▶ Passage shown
────────────────────────────────────────

It is well known that the functional development of the visual system follows a hierarchical order (Zhang et al., 2005). The decreased signal output from V1 may damage downstream neuron maturation, thus resulting in more extensive deficits in the extrastriate cortex and relevant associated regions (Tao et al., 2014). The ratio of functional brain activation in the fellow and amblyopic eye under monocular stimulations is reduced in V1 of SA patients but not AA patients, thus suggesting that disrupted binocular interaction could impact brain dysfunction in patients with SA (Lee et al., 2001); moreover, SA tends to have more cortical activation impairments in the extrastriate cortex than in the striate cortex when compared to AA patients (Ho and Giaschi, 2009; Wang et al., 2012). Bi et al. (2011) reported abnormal spatial frequency and orientation selectivity in V2 neurons due to binocular suppression in V1 and imbalanced ocular dominance in V2; these effects may be amplified downstream from V1 to V2. From a top-down point of view, SA patients expressed amblyopia-related binocular suppression in V1, which has been considered as a form of selective attentional neglect of the visual input to the amblyopic eye and involves impaired feedback from higher cortical areas (V4 and MT+) (Hou et al., 2016). Moreover, weak attentional modulation in V1 was influenced by the difference in interocular acuity in SA patients (Hou et al., 2016). During a motion salience task, SA patients exhibited reduced activations in dorsal attention and sensorimotor regions, including the FEF, intraparietal sulcus, and V5, along with reduced FCs between FEF and V1 and between FEF and V5 (Wang et al., 2017). These findings suggest that SA involves a breakdown of binocular interaction in the extrastriate cortex (Thompson et al., 2019; Zhang et al., 2021) and a weaker contribution of the amblyopic eye to binocular contrast interactions (Hou et al., 2021). These processes not only impact the processing of visual input from the amblyopic eye (bottom-up) but also disrupt higher visual perception modulated by top-down processes that depend upon prior experience in SA patients (Adamek et al., 2022).

────────────────────────────────────────

▶ Given information
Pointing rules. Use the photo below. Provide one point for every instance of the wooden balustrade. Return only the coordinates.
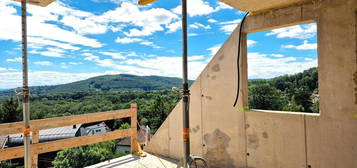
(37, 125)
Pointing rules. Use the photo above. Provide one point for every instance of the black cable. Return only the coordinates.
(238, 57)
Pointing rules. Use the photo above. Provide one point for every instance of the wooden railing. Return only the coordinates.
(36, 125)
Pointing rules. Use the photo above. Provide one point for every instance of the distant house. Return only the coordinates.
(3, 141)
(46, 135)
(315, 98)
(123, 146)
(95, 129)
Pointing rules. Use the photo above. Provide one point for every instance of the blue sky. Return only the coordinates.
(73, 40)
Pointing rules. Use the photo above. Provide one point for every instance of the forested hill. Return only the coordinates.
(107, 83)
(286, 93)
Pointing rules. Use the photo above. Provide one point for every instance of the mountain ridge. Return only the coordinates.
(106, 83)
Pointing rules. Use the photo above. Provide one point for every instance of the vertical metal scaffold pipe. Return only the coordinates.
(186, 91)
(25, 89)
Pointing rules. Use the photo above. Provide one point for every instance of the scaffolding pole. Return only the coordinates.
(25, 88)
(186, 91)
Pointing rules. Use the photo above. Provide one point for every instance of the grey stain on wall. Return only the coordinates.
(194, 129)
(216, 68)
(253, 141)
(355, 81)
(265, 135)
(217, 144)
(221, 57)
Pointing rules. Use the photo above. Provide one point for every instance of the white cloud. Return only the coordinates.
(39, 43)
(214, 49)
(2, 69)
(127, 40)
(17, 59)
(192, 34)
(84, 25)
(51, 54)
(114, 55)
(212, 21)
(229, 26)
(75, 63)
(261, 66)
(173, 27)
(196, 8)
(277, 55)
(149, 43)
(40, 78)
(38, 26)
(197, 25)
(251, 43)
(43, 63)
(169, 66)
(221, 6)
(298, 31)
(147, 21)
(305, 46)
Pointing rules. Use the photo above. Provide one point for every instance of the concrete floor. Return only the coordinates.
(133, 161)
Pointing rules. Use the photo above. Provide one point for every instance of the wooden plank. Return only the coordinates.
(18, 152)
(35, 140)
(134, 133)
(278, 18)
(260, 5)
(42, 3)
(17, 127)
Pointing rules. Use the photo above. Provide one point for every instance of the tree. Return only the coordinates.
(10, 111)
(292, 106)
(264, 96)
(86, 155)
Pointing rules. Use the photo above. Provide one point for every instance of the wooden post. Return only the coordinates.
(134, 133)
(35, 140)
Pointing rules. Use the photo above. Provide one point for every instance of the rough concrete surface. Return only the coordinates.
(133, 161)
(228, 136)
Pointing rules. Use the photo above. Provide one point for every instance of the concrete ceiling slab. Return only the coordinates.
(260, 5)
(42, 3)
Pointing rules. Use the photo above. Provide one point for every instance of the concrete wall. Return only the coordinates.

────────────────────────────────────────

▶ Work item A
In the amblyopia passage, which higher cortical areas are named as the source of the impaired feedback involved in binocular suppression in V1?
▶ Work item B
List every study cited in the amblyopia passage that is dated 2021 or later.
▶ Work item C
Continue the amblyopia passage with a few sentences that follow its final sentence.

▶ Expected answer A
V4 and MT+.

▶ Expected answer B
Zhang et al. (2021), Hou et al. (2021), Adamek et al. (2022)

▶ Expected answer C
Oculomotor coordination
It has been shown that amblyopia is associated with fixation instability and anomalous saccades, and that the latter can be aggravated by severe amblyopia and stereopsis (Birch et al., 2019). The cerebellum, FEF, and supplementary eye field are considered the second and highest levels of the three-level hierarchy in the oculomotor system (Figure 1). The cerebellum participates in object selection and the onset and precision of eye movements, and the frontal and parietal eye fields trigger saccades (Perdziak et al., 2014). In AA patients, there was a negative correlation between ReHo in the frontal regions and the increased GMV of lobules 4 and 5 in the cerebellum (Lu et al., 2020). In SA patients, GMV has been shown to be reduced in the posterior and anterior lobes of the cerebellum and correlated with the angle of strabismus (Su et al., 2022).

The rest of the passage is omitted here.